### WRITTEN TASK
Using the Continental Airlines excerpt, say whether each statement agrees with it, answering yes or no and quoting the words that settle it. (a) Continental will buy back 6,685,279 shares of Class A common stock from Northwest for $450 million in cash. (b) Each share of Class A common stock carries one vote. (c) The DOJ lawsuit is pending in a federal court for the Western District of Michigan.

Item 5.   Other Events.
          -------------

         On November 15, 2000, Continental Airlines, Inc. ("Continental")
executed various agreements (the "Northwest Agreements") with Northwest
Airlines, Inc. and certain of its affiliates ("Northwest") under which
Continental will, among other things, repurchase most of the Class A common
stock of Continental (which has ten votes per share) owned by Northwest,
reclassify the remaining shares of Class A common stock into Class B common
stock of Continental (which has one vote per share), make other adjustments to
Continental's corporate and alliance relationship with Northwest and issue to
Northwest a share of Preferred Stock with certain blocking rights as described
below (collectively, the "Northwest Transaction"). Under the Northwest
Agreements, Continental and Northwest have agreed to support an adjournment of
United States of America v. Northwest Airlines Corp. and Continental Airlines,
Inc., Civil Action No. 98-74611, pending in the United States District Court for
the Eastern District of Michigan (the "DOJ lawsuit"), pending closing of the
Northwest Transaction and to seek dismissal of the DOJ litigation upon or
promptly after the closing. The Northwest Agreements will, among other matters,
effect the following:

                  Repurchase and Reclassification. Continental will repurchase
         from Northwest 6,685,279 shares of Class A common stock for $450
         million in cash (the "Repurchase"). Immediately thereafter, the
         remaining 1,975,945 shares of Class A common stock held by Northwest
         (as well as all other outstanding shares of Class A common stock of
         Continental) will be reclassified into 2,608,247 shares of Class B
         common stock of Continental at an exchange ratio of 1.32 shares of
         Class B common stock per share of Class A common stock as part of the
         reclassification described below (the "Reclassification").

### PROVIDED INFORMATION

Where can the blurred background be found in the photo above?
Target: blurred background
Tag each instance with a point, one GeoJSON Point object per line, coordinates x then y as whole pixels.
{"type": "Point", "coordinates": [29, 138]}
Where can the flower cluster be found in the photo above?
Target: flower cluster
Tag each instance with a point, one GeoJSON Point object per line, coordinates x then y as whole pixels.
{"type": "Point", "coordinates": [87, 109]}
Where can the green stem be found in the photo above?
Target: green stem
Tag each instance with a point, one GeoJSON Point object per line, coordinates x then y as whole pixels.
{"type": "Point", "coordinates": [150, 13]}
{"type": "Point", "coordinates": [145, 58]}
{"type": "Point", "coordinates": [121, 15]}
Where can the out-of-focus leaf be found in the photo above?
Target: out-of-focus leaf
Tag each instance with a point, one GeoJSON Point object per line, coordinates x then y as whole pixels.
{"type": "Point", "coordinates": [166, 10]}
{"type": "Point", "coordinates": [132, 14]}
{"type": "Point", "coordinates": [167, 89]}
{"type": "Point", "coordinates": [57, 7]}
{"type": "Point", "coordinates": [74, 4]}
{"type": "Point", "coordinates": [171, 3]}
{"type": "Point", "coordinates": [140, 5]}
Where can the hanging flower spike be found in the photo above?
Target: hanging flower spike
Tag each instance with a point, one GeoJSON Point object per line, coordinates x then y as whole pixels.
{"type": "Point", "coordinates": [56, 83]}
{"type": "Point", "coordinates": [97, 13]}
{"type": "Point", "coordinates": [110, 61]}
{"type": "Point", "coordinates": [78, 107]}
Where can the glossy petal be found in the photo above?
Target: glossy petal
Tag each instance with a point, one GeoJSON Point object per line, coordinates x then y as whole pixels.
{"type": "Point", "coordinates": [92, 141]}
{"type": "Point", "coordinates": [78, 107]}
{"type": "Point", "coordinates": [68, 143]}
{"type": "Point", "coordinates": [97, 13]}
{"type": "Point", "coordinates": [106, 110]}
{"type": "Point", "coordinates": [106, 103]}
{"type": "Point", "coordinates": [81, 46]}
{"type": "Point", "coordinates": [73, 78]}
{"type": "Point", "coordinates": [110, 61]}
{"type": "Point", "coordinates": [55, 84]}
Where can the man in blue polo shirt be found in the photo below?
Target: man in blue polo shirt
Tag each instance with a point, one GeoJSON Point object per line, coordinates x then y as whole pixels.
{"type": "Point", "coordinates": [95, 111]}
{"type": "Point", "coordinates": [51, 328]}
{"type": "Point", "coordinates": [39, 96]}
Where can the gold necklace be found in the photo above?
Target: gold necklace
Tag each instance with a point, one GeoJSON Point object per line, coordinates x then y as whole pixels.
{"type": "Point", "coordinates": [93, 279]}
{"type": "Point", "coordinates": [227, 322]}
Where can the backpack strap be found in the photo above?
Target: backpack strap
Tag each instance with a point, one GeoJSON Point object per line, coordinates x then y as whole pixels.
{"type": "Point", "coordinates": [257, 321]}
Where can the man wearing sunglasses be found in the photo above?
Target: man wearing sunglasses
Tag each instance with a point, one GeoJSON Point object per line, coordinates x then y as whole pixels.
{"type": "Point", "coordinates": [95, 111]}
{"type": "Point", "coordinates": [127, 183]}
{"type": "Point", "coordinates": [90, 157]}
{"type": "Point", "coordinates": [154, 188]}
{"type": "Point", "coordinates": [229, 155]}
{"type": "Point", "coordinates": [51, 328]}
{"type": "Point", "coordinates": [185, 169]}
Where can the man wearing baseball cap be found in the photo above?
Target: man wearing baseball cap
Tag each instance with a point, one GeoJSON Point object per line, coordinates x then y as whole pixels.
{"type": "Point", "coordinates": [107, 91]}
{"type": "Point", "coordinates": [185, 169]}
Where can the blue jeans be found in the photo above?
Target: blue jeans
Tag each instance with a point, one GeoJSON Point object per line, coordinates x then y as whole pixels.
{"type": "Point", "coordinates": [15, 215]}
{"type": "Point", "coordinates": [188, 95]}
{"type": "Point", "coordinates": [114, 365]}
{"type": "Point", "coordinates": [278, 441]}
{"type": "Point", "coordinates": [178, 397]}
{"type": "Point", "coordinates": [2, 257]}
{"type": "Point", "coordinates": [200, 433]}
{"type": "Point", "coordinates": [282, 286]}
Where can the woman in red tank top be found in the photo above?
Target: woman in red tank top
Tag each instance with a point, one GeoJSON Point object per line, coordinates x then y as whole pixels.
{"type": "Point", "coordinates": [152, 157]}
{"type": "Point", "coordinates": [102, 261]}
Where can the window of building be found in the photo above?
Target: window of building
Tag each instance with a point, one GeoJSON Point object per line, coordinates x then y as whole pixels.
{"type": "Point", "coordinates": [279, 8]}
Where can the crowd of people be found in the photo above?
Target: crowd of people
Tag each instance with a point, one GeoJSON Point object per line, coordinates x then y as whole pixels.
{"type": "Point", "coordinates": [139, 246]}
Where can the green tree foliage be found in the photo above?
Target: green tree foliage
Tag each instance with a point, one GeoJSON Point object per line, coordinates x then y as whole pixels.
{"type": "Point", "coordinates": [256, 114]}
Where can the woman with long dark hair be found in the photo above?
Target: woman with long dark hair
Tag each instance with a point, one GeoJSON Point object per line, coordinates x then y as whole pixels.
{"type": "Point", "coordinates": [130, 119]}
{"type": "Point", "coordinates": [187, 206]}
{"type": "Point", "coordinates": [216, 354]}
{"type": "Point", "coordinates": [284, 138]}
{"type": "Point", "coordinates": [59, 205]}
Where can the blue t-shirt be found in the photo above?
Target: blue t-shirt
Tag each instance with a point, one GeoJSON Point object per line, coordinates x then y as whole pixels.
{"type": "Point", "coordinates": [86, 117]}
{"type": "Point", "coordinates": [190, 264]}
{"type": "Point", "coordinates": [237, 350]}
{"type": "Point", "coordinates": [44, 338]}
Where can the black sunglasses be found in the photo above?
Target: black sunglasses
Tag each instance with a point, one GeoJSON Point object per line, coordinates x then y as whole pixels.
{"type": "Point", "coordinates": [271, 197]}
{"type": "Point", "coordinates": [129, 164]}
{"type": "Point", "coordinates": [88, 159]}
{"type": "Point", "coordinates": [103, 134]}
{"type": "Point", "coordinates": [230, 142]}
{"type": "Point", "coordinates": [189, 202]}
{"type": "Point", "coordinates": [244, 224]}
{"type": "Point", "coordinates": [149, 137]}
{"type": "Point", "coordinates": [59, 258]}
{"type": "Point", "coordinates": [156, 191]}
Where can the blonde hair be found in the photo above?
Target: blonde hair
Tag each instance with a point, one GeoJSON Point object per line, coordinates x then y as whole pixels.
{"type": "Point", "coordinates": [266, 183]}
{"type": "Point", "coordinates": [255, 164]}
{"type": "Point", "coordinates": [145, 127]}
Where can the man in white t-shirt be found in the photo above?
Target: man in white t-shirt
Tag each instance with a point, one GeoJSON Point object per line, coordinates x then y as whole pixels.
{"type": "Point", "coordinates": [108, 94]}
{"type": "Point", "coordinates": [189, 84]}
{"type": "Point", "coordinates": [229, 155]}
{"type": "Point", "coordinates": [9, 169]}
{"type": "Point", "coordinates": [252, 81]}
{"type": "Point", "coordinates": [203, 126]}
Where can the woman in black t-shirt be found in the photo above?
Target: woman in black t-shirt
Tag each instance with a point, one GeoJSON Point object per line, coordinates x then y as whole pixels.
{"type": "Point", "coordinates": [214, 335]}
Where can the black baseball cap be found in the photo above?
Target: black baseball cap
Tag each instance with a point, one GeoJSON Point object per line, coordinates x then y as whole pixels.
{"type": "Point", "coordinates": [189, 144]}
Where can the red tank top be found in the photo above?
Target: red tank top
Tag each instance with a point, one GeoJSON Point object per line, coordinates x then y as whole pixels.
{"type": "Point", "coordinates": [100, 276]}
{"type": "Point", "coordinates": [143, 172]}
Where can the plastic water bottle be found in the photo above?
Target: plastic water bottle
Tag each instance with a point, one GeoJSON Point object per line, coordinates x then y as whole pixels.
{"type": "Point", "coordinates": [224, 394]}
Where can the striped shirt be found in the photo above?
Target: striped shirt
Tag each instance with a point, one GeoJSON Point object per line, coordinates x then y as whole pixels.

### REPLY TO THE TASK
(a) Yes: "Continental will repurchase from Northwest 6,685,279 shares of Class A common stock for $450 million in cash"
(b) No: "(which has ten votes per share)"
(c) No: "pending in the United States District Court for the Eastern District of Michigan"